PROBLEM STATEMENT >>
Copy out, precisely as given, the lines from the line with "of the fingernail" to the end of the entries that follow.

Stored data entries

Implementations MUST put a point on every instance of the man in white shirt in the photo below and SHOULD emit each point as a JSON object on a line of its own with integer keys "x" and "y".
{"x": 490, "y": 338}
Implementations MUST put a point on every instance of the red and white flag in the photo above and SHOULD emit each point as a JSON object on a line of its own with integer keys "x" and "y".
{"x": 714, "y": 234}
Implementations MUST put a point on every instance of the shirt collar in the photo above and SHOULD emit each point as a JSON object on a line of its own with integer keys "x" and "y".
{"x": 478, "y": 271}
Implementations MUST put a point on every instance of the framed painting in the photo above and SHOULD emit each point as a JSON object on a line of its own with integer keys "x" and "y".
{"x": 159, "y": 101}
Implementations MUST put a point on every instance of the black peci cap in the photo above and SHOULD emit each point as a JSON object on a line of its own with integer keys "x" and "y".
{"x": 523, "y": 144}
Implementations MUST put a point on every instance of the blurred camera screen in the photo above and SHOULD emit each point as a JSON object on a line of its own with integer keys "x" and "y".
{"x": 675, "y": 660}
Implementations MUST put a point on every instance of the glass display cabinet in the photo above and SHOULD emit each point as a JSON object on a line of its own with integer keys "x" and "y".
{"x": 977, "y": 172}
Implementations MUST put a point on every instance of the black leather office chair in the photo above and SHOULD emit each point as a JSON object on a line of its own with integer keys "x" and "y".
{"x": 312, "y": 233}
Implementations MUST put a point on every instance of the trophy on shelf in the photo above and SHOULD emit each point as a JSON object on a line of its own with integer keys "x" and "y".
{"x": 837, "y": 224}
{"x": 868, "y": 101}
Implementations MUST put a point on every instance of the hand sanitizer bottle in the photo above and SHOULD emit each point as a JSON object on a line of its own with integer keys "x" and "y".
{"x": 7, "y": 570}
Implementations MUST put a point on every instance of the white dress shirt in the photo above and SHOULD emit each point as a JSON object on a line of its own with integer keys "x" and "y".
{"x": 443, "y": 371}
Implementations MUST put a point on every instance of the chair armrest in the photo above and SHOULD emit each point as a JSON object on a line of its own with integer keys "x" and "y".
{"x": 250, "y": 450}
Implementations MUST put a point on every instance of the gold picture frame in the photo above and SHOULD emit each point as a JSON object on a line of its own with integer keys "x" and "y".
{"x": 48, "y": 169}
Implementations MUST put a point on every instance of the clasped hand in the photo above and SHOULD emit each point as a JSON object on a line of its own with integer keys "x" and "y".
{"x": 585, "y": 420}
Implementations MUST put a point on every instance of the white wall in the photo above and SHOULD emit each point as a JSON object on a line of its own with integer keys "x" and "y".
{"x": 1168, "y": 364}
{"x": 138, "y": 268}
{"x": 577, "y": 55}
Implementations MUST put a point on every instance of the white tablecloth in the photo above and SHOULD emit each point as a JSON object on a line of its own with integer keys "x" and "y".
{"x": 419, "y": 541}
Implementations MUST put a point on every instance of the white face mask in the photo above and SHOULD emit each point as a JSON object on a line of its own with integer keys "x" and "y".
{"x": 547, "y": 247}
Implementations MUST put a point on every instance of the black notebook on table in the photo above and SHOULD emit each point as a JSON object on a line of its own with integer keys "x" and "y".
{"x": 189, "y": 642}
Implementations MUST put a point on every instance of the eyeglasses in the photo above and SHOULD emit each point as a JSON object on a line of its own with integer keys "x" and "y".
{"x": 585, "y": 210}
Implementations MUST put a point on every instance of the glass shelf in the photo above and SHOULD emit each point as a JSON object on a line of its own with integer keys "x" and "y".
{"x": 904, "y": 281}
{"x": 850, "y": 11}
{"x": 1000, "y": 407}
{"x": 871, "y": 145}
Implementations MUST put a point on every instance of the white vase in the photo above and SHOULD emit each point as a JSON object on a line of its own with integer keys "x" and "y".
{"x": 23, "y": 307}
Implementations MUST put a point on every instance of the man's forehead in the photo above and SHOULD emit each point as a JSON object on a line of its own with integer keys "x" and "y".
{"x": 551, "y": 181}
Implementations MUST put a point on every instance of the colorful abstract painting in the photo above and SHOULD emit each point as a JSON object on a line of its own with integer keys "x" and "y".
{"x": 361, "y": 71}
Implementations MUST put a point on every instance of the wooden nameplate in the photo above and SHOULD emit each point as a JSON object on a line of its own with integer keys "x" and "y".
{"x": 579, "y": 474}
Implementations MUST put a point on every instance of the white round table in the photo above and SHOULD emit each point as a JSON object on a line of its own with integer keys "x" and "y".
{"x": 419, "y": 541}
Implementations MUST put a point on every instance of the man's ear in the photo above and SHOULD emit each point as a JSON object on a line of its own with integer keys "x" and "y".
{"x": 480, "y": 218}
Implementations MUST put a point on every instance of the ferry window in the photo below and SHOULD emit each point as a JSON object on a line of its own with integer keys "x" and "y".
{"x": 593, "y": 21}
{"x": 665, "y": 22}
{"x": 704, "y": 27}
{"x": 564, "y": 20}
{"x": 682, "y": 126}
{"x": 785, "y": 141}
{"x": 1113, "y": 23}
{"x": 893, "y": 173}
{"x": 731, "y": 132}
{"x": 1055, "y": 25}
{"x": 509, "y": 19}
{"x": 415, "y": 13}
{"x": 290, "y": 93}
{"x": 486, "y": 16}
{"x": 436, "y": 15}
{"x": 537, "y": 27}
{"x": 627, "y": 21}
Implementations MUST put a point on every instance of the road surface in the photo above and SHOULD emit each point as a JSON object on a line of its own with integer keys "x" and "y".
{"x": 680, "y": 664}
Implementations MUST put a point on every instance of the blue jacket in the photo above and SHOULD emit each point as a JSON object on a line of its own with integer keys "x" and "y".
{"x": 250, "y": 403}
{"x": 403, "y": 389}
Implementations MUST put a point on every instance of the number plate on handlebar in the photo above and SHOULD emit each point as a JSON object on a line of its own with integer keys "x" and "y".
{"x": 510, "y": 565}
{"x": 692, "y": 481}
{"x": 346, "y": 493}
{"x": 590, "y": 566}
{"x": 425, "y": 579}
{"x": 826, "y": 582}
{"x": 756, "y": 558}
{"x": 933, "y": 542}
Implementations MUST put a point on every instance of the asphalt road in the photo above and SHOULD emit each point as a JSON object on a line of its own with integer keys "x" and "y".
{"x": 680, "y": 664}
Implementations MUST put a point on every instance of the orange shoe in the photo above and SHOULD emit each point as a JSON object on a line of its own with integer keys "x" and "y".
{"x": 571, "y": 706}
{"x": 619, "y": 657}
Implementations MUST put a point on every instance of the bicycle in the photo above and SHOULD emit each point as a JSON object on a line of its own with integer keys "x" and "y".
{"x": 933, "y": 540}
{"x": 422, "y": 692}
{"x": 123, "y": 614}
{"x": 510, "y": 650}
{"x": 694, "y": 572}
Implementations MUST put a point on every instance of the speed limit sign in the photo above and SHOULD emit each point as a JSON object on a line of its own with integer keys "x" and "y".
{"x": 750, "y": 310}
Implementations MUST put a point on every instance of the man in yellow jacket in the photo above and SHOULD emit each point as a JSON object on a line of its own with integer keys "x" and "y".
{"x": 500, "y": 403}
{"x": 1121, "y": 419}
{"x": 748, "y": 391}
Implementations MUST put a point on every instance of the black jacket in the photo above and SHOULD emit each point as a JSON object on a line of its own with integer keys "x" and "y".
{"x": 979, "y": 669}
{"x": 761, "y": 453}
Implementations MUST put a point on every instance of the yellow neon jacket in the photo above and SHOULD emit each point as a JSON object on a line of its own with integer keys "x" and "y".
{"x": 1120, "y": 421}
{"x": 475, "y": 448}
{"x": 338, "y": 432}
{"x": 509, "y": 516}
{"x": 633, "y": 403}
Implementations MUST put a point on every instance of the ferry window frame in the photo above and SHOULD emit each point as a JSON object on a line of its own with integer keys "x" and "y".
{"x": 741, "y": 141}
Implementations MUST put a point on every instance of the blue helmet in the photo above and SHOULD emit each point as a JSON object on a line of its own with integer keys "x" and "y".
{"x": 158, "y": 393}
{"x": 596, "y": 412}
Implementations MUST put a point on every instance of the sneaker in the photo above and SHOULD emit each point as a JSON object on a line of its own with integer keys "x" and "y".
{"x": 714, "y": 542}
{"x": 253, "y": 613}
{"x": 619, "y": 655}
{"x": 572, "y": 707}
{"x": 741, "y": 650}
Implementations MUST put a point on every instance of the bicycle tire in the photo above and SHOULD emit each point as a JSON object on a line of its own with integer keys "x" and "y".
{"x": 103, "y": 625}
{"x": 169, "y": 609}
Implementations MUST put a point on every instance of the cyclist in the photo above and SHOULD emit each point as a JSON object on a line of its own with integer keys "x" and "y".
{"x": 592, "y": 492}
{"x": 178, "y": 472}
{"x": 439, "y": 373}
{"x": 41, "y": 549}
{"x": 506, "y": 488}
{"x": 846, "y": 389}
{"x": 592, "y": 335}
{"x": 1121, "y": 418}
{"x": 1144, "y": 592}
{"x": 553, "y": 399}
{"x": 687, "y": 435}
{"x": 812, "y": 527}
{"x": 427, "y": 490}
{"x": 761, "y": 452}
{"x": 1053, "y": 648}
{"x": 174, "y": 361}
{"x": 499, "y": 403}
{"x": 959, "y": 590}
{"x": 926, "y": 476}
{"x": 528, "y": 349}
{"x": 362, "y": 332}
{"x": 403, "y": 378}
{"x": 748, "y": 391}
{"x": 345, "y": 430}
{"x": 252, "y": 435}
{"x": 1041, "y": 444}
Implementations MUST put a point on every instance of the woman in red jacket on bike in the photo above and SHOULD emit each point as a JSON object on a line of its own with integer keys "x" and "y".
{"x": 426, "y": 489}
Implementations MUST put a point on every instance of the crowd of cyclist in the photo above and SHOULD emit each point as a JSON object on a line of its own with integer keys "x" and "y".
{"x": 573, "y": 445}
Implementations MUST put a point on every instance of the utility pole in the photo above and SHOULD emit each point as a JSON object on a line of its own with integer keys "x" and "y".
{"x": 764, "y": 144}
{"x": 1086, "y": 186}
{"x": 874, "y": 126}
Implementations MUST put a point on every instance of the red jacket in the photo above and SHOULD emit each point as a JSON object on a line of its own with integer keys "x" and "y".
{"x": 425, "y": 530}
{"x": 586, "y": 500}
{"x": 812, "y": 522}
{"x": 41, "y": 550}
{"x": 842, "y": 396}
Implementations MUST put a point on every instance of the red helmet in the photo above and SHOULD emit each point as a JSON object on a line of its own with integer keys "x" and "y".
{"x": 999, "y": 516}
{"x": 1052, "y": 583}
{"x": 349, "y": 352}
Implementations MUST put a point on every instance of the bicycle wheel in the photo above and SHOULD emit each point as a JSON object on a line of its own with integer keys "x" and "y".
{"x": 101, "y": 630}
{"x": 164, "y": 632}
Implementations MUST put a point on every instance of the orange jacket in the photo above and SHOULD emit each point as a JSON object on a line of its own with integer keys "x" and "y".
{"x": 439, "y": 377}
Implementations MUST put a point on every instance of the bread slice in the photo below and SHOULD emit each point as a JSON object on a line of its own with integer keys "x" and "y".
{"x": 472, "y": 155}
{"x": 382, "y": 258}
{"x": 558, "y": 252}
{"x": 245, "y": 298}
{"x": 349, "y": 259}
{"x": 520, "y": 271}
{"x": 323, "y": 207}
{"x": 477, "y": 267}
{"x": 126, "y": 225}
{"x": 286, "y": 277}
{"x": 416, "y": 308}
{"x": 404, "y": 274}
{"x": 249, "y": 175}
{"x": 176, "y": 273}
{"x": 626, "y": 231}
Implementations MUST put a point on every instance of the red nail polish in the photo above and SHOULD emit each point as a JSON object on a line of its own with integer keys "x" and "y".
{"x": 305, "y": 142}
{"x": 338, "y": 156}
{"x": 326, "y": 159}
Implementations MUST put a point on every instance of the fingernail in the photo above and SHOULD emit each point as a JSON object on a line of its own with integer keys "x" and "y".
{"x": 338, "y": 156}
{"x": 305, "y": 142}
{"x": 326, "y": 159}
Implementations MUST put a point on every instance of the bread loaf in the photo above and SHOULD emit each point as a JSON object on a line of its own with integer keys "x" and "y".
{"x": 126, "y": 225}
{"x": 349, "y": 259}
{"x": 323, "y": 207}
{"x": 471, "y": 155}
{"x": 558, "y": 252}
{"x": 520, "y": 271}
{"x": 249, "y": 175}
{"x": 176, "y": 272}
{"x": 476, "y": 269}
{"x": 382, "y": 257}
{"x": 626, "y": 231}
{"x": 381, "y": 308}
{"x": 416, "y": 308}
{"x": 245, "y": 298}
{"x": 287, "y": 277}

WRITTEN RESPONSE >>
Implementations MUST put a point on every instance of the fingernail in the photo above and SHOULD emit each point as a JSON object on a line of its own with integer keys "x" and "y".
{"x": 338, "y": 156}
{"x": 305, "y": 142}
{"x": 326, "y": 159}
Implementations MUST put a point on every instance of the bread loaf in the photo above and SHOULD emit each point as a JSON object on a line of its own with integer keys "x" and "y".
{"x": 126, "y": 225}
{"x": 349, "y": 259}
{"x": 323, "y": 207}
{"x": 471, "y": 155}
{"x": 558, "y": 252}
{"x": 520, "y": 271}
{"x": 249, "y": 175}
{"x": 176, "y": 272}
{"x": 476, "y": 269}
{"x": 382, "y": 257}
{"x": 626, "y": 231}
{"x": 381, "y": 308}
{"x": 416, "y": 308}
{"x": 245, "y": 298}
{"x": 287, "y": 277}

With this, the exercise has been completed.